Cuando se menciona la palabra virtud, parece conducirnos a un terreno utópico y de poca practicidad. La mayoría se conecta con reminiscencias de filósofos y culturas antiguas, en los cuales las especulaciones teóricas buscaban encontrar respuestas para inquietudes existenciales.

En nuestro tiempo de velocidad y creciente ansiedad por alcanzar resultados rápidos, no parece algo que interese demasiado.

Sin hacer juicios de valor comparando tiempos pasados con presentes, siento la necesidad de compartir la idea de rescatar con urgencia la importancia de las virtudes, desde una visión pragmática y superadora para aquél que las incorpora a su vida cotidiana.

Tengamos en cuenta que virtud deriva del latín virtus. Significa conjunto de cualidades propias de la condición de hombre, actividad o fuerza de las cosas para producir o causar efectos, y también fuerza, vigor o valor.

Si partimos de la etimología de la palabra podemos deducir que incorporar y sostener una virtud es una potencia, un acto de fuerza y valor que colocará al que se conduce de forma virtuosa por encima de las situaciones cotidianas que debe enfrentar. Puedo aseverar por experiencia propia que vivir y relacionarse respetando valores y conceptos virtuosos genera menos complicaciones y abre puertas a otras posibilidades.

¿Cómo podemos definir las virtudes que son propias de las cosas y de los hombres? Trataré de ejemplificarlo basándome en una comparación de André Comte-Sponville al decir que la virtud de un cuchillo es cortar bien, independiente de la mano que lo sostenga o del objeto que pretenda cortar…. ¿Y qué pasa con nosotros, los humanos?

Bien, este es el punto. Diferenciemos el hecho biológico de ser homínidos del hecho cultural y comportamental de pretender ser humanos. Nuestro compromiso es avanzar hacia la humanización, y para ello precisamos incorporar valores esenciales propios y que, al comportarnos dentro de esos parámetros, nos permitan evolucionar individual y colectivamente, además de facilitar la convivencia.

Requisitos del ejercicio >>
a. Según el texto sobre la virtud, ¿de qué palabra latina deriva «virtud»?
b. Enumera los significados que el texto sobre la virtud atribuye a la palabra latina «virtus».

Registros guardados >>

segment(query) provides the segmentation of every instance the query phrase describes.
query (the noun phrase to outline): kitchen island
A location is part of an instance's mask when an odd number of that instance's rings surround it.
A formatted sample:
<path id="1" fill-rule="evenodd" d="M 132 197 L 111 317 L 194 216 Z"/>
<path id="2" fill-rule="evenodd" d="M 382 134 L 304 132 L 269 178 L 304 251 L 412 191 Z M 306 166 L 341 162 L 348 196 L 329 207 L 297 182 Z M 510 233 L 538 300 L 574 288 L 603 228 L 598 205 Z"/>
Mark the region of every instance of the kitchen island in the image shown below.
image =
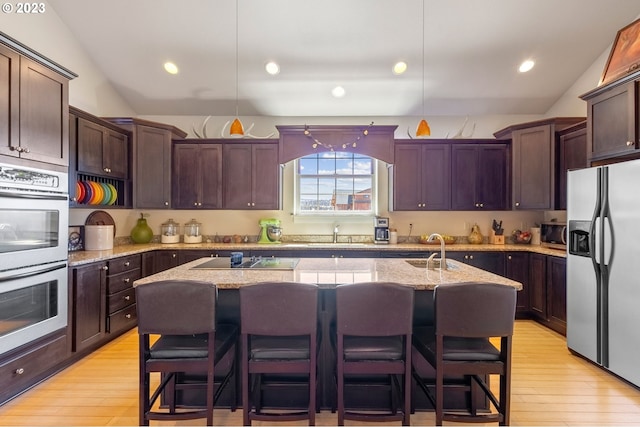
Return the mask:
<path id="1" fill-rule="evenodd" d="M 226 260 L 226 259 L 224 259 Z M 520 290 L 522 284 L 505 277 L 489 273 L 458 261 L 447 260 L 448 269 L 427 269 L 426 259 L 393 259 L 393 258 L 299 258 L 288 266 L 276 268 L 197 268 L 211 261 L 201 258 L 174 267 L 160 273 L 138 279 L 134 286 L 153 283 L 159 280 L 187 279 L 205 280 L 218 286 L 218 308 L 216 317 L 219 322 L 240 324 L 240 306 L 238 289 L 243 285 L 264 281 L 289 281 L 317 284 L 320 287 L 318 322 L 320 327 L 320 350 L 318 358 L 318 401 L 320 408 L 335 408 L 336 391 L 334 385 L 335 356 L 331 346 L 332 325 L 336 317 L 335 287 L 341 284 L 357 282 L 398 282 L 412 286 L 416 290 L 414 307 L 414 325 L 433 324 L 433 289 L 438 285 L 467 281 L 494 282 L 505 286 L 513 286 Z M 226 262 L 226 261 L 224 261 Z M 224 264 L 223 264 L 224 265 Z M 375 286 L 375 285 L 372 285 Z M 286 307 L 283 307 L 286 309 Z M 414 354 L 416 369 L 423 377 L 434 376 L 433 368 L 418 355 Z M 224 369 L 224 368 L 223 368 Z M 185 381 L 193 381 L 185 378 Z M 415 390 L 415 387 L 414 387 Z M 225 390 L 220 404 L 231 406 L 232 396 Z M 353 394 L 352 402 L 363 408 L 382 408 L 388 404 L 388 396 L 379 390 L 369 393 Z M 279 388 L 277 392 L 266 391 L 265 406 L 304 407 L 304 393 L 299 389 Z M 458 390 L 451 390 L 447 400 L 453 406 L 463 407 L 467 396 Z M 185 405 L 200 404 L 203 396 L 197 392 L 185 392 L 180 396 Z M 238 400 L 239 401 L 239 400 Z M 418 410 L 431 410 L 431 405 L 422 393 L 415 393 L 415 407 Z M 480 405 L 483 402 L 479 402 Z"/>

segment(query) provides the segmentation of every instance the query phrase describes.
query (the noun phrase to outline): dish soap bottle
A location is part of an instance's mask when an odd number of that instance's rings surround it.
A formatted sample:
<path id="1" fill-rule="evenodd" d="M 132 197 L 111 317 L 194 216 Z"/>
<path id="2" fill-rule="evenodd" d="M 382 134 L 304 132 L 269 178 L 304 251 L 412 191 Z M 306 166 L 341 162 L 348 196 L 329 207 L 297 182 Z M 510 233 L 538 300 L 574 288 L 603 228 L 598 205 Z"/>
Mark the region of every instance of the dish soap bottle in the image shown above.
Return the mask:
<path id="1" fill-rule="evenodd" d="M 153 230 L 144 219 L 144 214 L 140 214 L 136 226 L 131 230 L 131 240 L 134 243 L 149 243 L 153 239 Z"/>
<path id="2" fill-rule="evenodd" d="M 467 240 L 469 240 L 469 243 L 471 243 L 472 245 L 479 245 L 482 243 L 482 234 L 480 233 L 480 227 L 478 226 L 478 224 L 474 224 L 473 227 L 471 227 L 471 234 L 469 234 L 469 236 L 467 237 Z"/>

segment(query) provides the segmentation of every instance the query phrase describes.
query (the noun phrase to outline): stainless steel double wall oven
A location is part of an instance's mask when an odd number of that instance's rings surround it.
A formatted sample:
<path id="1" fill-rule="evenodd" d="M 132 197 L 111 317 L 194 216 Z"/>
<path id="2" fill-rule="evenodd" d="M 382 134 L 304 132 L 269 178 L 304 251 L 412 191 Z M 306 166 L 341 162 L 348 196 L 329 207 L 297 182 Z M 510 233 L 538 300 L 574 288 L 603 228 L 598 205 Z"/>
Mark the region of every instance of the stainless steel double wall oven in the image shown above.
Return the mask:
<path id="1" fill-rule="evenodd" d="M 0 355 L 67 325 L 68 174 L 0 163 Z"/>

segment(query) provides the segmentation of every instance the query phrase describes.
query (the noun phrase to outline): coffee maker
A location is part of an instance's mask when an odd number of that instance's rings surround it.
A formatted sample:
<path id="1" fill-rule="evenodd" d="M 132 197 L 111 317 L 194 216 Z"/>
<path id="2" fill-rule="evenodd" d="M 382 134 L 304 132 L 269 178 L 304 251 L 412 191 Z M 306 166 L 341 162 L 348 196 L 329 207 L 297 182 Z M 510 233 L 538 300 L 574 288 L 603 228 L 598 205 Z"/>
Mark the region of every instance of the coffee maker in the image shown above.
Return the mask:
<path id="1" fill-rule="evenodd" d="M 389 244 L 389 218 L 377 216 L 373 220 L 373 243 Z"/>

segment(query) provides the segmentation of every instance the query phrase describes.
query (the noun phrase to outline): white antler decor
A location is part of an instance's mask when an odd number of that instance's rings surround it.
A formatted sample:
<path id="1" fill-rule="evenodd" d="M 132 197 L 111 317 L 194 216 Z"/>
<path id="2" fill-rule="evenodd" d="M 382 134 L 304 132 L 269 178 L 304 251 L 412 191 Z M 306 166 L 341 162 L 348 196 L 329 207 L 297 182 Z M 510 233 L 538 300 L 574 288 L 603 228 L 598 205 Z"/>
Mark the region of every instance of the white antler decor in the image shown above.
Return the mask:
<path id="1" fill-rule="evenodd" d="M 207 136 L 207 122 L 209 121 L 209 119 L 211 118 L 211 116 L 207 116 L 204 121 L 202 122 L 202 126 L 200 127 L 200 132 L 198 132 L 196 130 L 195 125 L 191 125 L 191 130 L 193 131 L 193 134 L 196 136 L 196 138 L 199 139 L 207 139 L 209 138 Z M 251 129 L 253 129 L 253 123 L 251 123 L 251 126 L 249 126 L 249 128 L 244 132 L 244 135 L 241 136 L 241 138 L 253 138 L 253 139 L 268 139 L 273 137 L 273 135 L 275 134 L 275 132 L 270 133 L 269 135 L 266 136 L 256 136 L 256 135 L 252 135 L 251 134 Z M 222 138 L 238 138 L 238 136 L 236 135 L 231 135 L 231 134 L 227 134 L 225 135 L 225 131 L 227 130 L 227 127 L 229 126 L 229 120 L 227 120 L 227 122 L 224 124 L 224 126 L 222 127 L 222 130 L 220 131 L 220 137 Z"/>

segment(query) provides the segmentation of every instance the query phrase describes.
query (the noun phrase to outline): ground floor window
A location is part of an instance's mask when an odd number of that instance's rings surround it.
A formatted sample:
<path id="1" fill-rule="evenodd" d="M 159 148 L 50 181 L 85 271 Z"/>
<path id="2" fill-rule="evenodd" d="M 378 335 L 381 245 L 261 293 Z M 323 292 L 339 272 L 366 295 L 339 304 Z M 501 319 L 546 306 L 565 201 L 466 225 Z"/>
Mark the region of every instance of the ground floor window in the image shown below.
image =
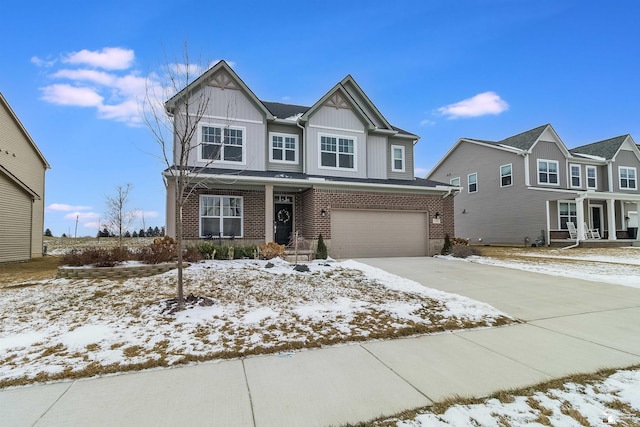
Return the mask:
<path id="1" fill-rule="evenodd" d="M 558 202 L 558 214 L 560 216 L 560 229 L 567 230 L 567 222 L 573 222 L 577 226 L 576 202 Z"/>
<path id="2" fill-rule="evenodd" d="M 242 237 L 242 197 L 200 196 L 200 237 Z"/>

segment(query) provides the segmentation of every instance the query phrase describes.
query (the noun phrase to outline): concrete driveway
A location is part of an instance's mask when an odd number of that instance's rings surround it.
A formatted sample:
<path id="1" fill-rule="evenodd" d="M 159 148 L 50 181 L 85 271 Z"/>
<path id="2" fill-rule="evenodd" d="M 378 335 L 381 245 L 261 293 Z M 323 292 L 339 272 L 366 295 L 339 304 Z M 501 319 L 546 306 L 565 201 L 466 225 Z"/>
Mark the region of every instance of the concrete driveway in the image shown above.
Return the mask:
<path id="1" fill-rule="evenodd" d="M 525 323 L 0 391 L 11 426 L 327 426 L 640 364 L 640 289 L 437 258 L 361 259 Z"/>

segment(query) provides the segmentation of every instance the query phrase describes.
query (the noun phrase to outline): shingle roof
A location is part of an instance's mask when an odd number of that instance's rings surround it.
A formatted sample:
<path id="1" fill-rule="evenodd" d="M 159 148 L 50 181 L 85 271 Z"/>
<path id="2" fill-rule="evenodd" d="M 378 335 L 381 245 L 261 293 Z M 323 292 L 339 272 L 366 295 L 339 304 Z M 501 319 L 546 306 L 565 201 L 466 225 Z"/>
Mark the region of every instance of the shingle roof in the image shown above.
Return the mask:
<path id="1" fill-rule="evenodd" d="M 594 142 L 592 144 L 583 145 L 569 150 L 571 154 L 588 154 L 590 156 L 603 157 L 611 160 L 616 155 L 620 146 L 629 135 L 616 136 L 615 138 L 605 139 L 603 141 Z"/>

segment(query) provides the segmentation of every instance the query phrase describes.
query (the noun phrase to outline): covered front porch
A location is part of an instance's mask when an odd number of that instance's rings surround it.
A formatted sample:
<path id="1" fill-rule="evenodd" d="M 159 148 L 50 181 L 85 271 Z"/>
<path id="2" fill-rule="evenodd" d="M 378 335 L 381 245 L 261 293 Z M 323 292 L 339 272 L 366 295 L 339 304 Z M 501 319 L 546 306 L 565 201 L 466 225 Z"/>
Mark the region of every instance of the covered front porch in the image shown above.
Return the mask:
<path id="1" fill-rule="evenodd" d="M 640 194 L 587 191 L 548 200 L 547 241 L 551 246 L 638 246 Z M 570 233 L 568 223 L 575 224 Z"/>

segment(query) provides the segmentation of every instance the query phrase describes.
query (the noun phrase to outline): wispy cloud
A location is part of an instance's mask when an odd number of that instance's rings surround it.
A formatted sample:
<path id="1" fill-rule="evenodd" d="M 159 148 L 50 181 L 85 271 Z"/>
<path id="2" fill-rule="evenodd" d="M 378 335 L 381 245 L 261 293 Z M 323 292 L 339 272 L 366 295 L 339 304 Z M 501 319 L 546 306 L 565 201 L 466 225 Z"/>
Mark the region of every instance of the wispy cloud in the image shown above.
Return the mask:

Respuestas >>
a. Deriva de la palabra latina «virtus».

b.
- Conjunto de cualidades propias de la condición de hombre
- Actividad o fuerza de las cosas para producir o causar efectos
- Fuerza, vigor o valor